▶ [Given problem]:
Filter the data below down to the lines that contain the word "goggles", and copy each of those lines in full.

Location identification items:
* * * *
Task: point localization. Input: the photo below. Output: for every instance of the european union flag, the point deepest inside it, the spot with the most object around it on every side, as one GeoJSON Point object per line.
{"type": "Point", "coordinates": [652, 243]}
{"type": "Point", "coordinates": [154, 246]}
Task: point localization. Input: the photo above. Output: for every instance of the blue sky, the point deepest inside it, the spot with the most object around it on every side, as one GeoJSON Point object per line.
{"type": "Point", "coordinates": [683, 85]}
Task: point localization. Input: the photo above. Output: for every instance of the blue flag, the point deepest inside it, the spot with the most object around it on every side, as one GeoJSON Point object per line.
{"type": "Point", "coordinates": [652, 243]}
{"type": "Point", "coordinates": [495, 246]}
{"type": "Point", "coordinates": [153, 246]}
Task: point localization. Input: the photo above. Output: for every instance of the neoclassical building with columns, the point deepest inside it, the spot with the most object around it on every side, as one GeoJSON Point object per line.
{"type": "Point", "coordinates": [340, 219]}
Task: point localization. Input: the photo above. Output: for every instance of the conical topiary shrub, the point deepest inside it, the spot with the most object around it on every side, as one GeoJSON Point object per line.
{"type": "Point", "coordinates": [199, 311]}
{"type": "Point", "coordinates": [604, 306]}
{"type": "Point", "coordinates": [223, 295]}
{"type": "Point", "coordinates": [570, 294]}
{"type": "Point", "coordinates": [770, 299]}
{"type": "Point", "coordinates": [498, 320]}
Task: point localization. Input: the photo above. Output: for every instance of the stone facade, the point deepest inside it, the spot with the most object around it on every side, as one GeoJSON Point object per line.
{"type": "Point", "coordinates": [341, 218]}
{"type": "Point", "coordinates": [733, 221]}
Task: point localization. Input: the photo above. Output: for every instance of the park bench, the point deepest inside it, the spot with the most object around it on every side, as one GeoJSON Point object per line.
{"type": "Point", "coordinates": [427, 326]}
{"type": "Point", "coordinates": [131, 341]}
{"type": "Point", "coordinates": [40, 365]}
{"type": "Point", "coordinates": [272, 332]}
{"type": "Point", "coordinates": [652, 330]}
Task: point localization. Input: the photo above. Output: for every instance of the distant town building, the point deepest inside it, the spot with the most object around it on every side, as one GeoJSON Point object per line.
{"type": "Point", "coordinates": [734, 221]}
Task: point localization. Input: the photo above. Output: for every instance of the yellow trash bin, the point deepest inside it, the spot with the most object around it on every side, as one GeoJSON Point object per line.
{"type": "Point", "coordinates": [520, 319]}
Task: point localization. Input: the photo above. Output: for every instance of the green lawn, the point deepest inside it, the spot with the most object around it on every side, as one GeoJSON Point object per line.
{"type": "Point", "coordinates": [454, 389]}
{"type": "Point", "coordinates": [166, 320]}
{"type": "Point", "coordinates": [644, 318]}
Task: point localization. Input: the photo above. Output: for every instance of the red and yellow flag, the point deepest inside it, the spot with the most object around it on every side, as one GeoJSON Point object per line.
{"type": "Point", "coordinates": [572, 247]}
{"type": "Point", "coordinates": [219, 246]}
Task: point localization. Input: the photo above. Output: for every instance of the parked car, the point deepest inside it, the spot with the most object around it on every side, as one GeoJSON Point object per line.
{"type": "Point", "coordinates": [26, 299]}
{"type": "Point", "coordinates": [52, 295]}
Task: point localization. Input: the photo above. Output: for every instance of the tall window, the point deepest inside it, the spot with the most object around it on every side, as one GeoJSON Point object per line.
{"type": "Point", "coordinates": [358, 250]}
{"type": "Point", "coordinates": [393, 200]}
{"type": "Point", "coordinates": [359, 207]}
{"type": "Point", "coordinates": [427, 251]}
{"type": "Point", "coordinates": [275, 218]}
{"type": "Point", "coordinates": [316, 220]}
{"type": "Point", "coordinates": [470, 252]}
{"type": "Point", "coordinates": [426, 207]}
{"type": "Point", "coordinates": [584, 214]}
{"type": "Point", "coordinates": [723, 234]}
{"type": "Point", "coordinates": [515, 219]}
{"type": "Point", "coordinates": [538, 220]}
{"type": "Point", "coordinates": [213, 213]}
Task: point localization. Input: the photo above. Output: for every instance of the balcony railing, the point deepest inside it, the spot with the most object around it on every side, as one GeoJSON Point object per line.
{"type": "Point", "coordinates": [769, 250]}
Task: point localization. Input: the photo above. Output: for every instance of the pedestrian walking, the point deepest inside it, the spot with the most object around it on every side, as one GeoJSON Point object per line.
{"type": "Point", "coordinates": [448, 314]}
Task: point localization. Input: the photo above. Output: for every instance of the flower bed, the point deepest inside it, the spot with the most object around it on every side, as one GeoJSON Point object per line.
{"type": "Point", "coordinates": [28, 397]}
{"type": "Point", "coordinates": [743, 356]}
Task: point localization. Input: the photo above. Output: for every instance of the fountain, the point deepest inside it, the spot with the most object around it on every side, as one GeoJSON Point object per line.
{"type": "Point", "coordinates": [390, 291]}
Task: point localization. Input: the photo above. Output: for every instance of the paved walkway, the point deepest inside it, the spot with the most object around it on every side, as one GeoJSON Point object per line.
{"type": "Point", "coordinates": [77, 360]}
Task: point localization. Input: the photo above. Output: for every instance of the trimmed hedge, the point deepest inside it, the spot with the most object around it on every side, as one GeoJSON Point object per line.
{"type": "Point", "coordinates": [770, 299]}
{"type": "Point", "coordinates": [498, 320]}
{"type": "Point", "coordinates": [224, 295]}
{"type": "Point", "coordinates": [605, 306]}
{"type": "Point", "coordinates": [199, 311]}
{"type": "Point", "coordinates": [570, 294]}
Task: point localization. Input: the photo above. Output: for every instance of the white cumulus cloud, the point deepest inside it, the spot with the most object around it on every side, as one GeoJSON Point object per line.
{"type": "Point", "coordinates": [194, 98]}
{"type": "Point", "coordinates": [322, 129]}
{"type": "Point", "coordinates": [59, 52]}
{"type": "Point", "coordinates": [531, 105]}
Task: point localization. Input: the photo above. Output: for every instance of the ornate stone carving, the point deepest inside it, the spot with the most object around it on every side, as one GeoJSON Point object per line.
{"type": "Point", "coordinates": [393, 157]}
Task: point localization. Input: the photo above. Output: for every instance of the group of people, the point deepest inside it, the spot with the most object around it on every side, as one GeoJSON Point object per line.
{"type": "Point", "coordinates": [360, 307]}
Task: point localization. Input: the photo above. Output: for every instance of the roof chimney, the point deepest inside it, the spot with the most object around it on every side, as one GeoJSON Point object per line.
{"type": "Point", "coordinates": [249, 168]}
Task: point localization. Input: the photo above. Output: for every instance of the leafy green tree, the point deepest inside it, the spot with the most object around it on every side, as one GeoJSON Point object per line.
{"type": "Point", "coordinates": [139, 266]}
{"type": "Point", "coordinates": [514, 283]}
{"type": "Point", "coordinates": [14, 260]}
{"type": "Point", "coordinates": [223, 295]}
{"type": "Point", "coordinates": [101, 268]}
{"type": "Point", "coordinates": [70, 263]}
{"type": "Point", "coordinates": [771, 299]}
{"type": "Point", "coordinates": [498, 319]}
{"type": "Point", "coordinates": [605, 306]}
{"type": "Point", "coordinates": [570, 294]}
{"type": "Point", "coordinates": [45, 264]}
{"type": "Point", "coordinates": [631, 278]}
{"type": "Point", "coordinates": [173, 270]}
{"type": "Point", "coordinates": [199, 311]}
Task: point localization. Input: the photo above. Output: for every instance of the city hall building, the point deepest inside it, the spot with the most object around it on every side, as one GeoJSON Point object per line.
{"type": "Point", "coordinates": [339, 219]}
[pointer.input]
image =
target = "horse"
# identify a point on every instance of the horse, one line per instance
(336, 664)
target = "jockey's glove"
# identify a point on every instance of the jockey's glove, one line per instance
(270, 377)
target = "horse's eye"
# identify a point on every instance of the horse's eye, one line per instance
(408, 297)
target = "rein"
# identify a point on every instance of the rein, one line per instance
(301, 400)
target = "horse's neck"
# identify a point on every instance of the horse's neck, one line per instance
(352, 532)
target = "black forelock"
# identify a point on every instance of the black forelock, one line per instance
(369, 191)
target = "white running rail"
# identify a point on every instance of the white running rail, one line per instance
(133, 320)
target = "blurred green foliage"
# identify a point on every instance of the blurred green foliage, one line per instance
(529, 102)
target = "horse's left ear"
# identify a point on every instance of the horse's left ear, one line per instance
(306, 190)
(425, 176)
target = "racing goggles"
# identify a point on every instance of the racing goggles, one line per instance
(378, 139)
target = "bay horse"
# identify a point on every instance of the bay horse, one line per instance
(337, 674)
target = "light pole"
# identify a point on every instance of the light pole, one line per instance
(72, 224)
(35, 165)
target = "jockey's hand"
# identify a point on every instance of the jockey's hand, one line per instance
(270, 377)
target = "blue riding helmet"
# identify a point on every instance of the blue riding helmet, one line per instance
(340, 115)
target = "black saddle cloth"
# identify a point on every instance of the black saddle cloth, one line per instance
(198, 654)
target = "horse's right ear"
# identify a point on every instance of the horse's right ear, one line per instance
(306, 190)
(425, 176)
* * * *
▶ [Complete output]:
target = "racing goggles"
# identify a point on every instance of the racing goggles, one line per instance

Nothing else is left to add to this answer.